DESCRIPTION OF THE TASK: A faithful copy of all the entries is required, with no pictures in it.

STUDY MATERIAL:
*** Begin section ***

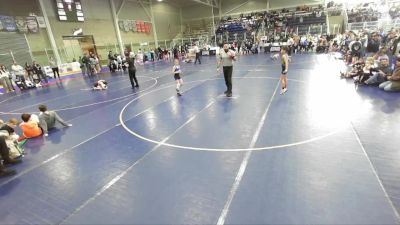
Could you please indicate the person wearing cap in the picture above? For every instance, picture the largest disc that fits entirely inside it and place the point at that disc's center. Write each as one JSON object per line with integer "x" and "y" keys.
{"x": 383, "y": 71}
{"x": 393, "y": 81}
{"x": 132, "y": 70}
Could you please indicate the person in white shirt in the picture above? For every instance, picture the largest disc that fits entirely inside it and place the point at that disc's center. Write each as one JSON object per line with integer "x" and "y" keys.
{"x": 226, "y": 58}
{"x": 54, "y": 67}
{"x": 197, "y": 51}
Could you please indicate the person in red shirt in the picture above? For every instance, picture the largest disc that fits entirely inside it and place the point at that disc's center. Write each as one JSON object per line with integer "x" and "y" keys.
{"x": 30, "y": 128}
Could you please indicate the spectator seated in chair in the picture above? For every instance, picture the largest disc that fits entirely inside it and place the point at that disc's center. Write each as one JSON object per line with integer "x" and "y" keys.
{"x": 48, "y": 119}
{"x": 393, "y": 83}
{"x": 30, "y": 126}
{"x": 380, "y": 74}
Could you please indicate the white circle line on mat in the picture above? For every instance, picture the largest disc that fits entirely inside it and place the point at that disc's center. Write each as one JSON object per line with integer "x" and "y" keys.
{"x": 216, "y": 149}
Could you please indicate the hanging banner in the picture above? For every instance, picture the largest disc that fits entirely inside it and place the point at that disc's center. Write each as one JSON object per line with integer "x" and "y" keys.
{"x": 147, "y": 27}
{"x": 21, "y": 24}
{"x": 32, "y": 24}
{"x": 134, "y": 26}
{"x": 140, "y": 26}
{"x": 8, "y": 23}
{"x": 41, "y": 22}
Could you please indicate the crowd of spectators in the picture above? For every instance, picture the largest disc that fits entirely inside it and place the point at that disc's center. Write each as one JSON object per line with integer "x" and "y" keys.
{"x": 372, "y": 57}
{"x": 31, "y": 126}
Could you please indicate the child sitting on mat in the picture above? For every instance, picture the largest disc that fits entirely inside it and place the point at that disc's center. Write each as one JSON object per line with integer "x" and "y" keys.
{"x": 100, "y": 85}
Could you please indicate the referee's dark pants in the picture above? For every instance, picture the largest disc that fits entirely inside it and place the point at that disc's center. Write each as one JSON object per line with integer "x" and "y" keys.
{"x": 228, "y": 78}
{"x": 132, "y": 78}
{"x": 197, "y": 58}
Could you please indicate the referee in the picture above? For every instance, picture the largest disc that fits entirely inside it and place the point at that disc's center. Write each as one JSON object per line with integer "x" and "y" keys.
{"x": 226, "y": 58}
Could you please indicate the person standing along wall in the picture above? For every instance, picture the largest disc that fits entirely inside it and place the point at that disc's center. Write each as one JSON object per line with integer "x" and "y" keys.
{"x": 5, "y": 80}
{"x": 54, "y": 67}
{"x": 197, "y": 51}
{"x": 226, "y": 58}
{"x": 132, "y": 70}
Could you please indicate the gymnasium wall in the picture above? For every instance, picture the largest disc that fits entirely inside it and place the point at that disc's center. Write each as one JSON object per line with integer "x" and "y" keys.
{"x": 98, "y": 22}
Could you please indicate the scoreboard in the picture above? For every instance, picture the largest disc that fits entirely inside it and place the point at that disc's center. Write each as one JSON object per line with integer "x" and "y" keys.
{"x": 70, "y": 10}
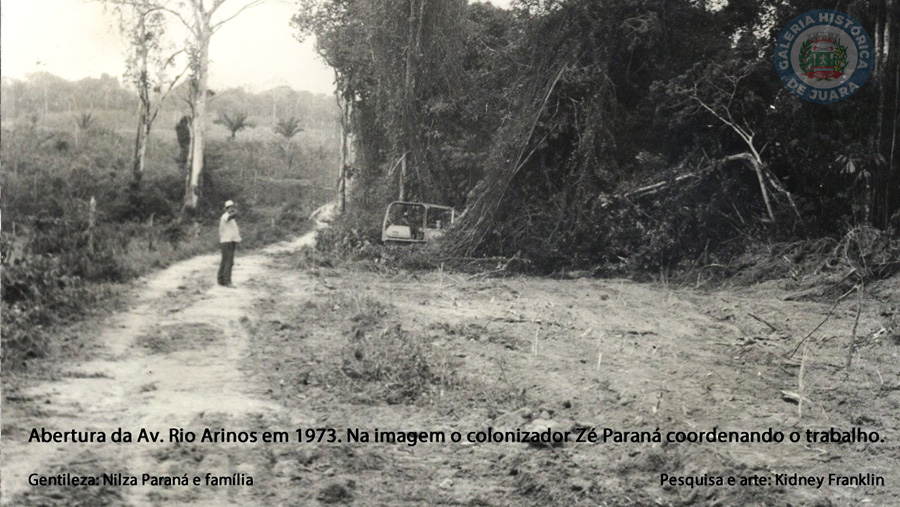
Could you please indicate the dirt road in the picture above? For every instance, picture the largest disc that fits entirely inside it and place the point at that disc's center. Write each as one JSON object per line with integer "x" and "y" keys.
{"x": 299, "y": 345}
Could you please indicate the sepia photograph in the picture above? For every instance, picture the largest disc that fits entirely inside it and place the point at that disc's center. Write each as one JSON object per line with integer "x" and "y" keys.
{"x": 605, "y": 253}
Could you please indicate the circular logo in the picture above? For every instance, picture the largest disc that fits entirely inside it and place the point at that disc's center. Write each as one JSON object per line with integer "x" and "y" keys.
{"x": 823, "y": 56}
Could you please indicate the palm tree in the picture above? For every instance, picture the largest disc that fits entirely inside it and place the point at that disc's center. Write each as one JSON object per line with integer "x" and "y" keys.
{"x": 288, "y": 129}
{"x": 234, "y": 124}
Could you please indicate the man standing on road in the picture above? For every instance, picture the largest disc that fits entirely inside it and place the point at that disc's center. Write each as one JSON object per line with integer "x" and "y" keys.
{"x": 229, "y": 237}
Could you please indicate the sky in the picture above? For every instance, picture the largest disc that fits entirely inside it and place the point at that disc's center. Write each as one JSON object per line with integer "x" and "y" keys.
{"x": 255, "y": 51}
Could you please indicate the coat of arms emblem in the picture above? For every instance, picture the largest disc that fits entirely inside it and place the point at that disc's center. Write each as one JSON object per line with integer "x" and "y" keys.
{"x": 822, "y": 57}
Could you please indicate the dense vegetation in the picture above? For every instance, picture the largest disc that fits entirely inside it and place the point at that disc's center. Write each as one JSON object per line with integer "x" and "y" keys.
{"x": 545, "y": 122}
{"x": 66, "y": 145}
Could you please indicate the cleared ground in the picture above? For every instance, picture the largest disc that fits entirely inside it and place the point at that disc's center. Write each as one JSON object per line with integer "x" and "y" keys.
{"x": 297, "y": 345}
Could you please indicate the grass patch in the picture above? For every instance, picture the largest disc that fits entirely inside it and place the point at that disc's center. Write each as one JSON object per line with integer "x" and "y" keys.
{"x": 173, "y": 337}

*** End section ***

WRITTEN RESPONSE:
Could you please indicate the person wearing cap in the picture above? For every instance, picture the largest disc that fits entirely inside it and place the point at that disc's center. Write each as one JSON object per line with integer "x" and "y" keys.
{"x": 383, "y": 71}
{"x": 393, "y": 81}
{"x": 132, "y": 70}
Could you please indicate the person in white shirt in the picture above? For every instance, picture the largest disc that fits entirely inside it and place the point at that disc's center. Write each as one JSON object per line with integer "x" and "y" keys.
{"x": 226, "y": 58}
{"x": 54, "y": 67}
{"x": 197, "y": 51}
Could you please indicate the person in red shirt in the picture above? For every instance, picture the largest disc that fits entirely inside it and place the point at that disc's center. Write each as one JSON object per line with integer "x" and "y" keys.
{"x": 30, "y": 128}
Could you please indicate the spectator seated in chair in the picture above? For every instance, picture the largest disc that fits entirely inside it and place the point at that disc's center. Write each as one JSON object per line with integer "x" and "y" keys.
{"x": 48, "y": 119}
{"x": 393, "y": 83}
{"x": 30, "y": 126}
{"x": 380, "y": 74}
Could you please indicate the white circle line on mat in the picture above? For every instance, picture the largest disc that fits entirely inside it and place the point at that disc's center. Write each as one JSON object per line with integer "x" and "y" keys.
{"x": 216, "y": 149}
Could you please indicate the hanging banner in the picture above? For every instance, picture the largest disc that fits entirely inside it and place the point at that disc's center. Write each as one JSON object per line with integer "x" and "y" keys.
{"x": 147, "y": 27}
{"x": 21, "y": 24}
{"x": 32, "y": 24}
{"x": 134, "y": 26}
{"x": 140, "y": 26}
{"x": 8, "y": 23}
{"x": 41, "y": 22}
Could you please indicate the crowd of spectators in the picture above? For every instance, picture the largest disc that fits entirely inside it and place the point at that disc's center. Write each as one JSON object per line with integer "x" and "y" keys.
{"x": 372, "y": 57}
{"x": 31, "y": 126}
Could you please indicate the child sitting on mat in the picture above? For every instance, picture the largest disc that fits entirely inside it and place the point at that disc's center. Write each as one JSON object per line with integer "x" and "y" keys.
{"x": 100, "y": 85}
Could you please indicate the referee's dark pants in the picture above? For every instance, picture the largest disc that fits entirely inside it and place the point at that disc's center. Write each as one JSON object per line with integer "x" and "y" keys.
{"x": 228, "y": 78}
{"x": 132, "y": 78}
{"x": 197, "y": 58}
Could you please indicate the referee in the picture above? For every instance, picture the largest disc that fits entirely inside it and place the point at that disc's center. Write each as one JSON object per line with integer "x" and "y" keys.
{"x": 226, "y": 58}
Could you please indicate the person standing along wall in the picture above? For every instance, picture the largest disc that fits entirely inside it and place the point at that disc's center. Write each as one JSON object per line with integer "x" and "y" keys.
{"x": 5, "y": 80}
{"x": 54, "y": 67}
{"x": 197, "y": 51}
{"x": 226, "y": 58}
{"x": 132, "y": 70}
Could you please indicate the gymnasium wall in the picture above? For every instance, picture the largest disc that fits entirely inside it and place the point at that disc's center. Write each as one JSON object per line with integer "x" and "y" keys.
{"x": 98, "y": 22}
Could you please indicate the scoreboard in the picture above? For every instance, picture the largest disc that fits entirely inside it and place the point at that disc's center. Write each as one JSON object per line with integer "x" and "y" keys.
{"x": 70, "y": 10}
Could you please indicate the dirt road in the picture above? For every instance, picture the largest disc that fits entirely inside it and place the point at that disc's center. Write each as one JSON object per line with integer "x" and "y" keys.
{"x": 299, "y": 345}
Could you please indicate the sepia photograph in the picture above? For every instance, picture the largest disc that fits entirely inside it and place the point at that disc's center. Write each as one JSON object per line with integer "x" and "y" keys.
{"x": 605, "y": 253}
Could you please indicate the circular logo in the picture above? For every instance, picture the largest disc that fits entirely inside it and place the point at that disc's center. Write each as one JSON object per line with integer "x" and "y" keys.
{"x": 823, "y": 56}
Could you please indicate the palm tree in the picture above? For every instance, picture the largest disc that fits entirely inside it and place the point at that disc's center. Write each as one JSON object per line with integer "x" and "y" keys.
{"x": 288, "y": 129}
{"x": 234, "y": 124}
Could you please indicate the man standing on road in the picture above? For every instance, picture the largest disc that fits entirely inside it and place the point at that disc's center. Write each as one JSON object per line with integer "x" and "y" keys.
{"x": 229, "y": 237}
Could you please indicate the sky in the picture above? For every instance, picture the largest disc that fits entirely inside it and place the point at that disc's center. Write each as one JSON object per line with integer "x" and "y" keys.
{"x": 255, "y": 51}
Could you please indicate the coat of arms emblem in the picture above? For every instance, picture the largest disc that fits entirely inside it and place the point at that disc's center. Write each as one JSON object per line with integer "x" and "y" keys.
{"x": 822, "y": 57}
Could you please indicate the dense vegetation in the picture above? For every instance, picture the largest disc that fits entirely inside it and place the point at that disc's center. Write each as one JSON object per line with integer "x" and "y" keys.
{"x": 545, "y": 122}
{"x": 66, "y": 145}
Could you please indicate the cleared ground in the picture above? For every instance, picture the largest disc that fits entirely inside it and place the point at that disc's center. Write each as one JSON object per line with integer "x" and "y" keys.
{"x": 297, "y": 345}
Could you please indicate the grass patch in the picture above? For every instance, picture the largest disc that fits entirely inside it and place the point at that disc's center. Write each as one JSON object per line with integer "x" and "y" keys.
{"x": 173, "y": 337}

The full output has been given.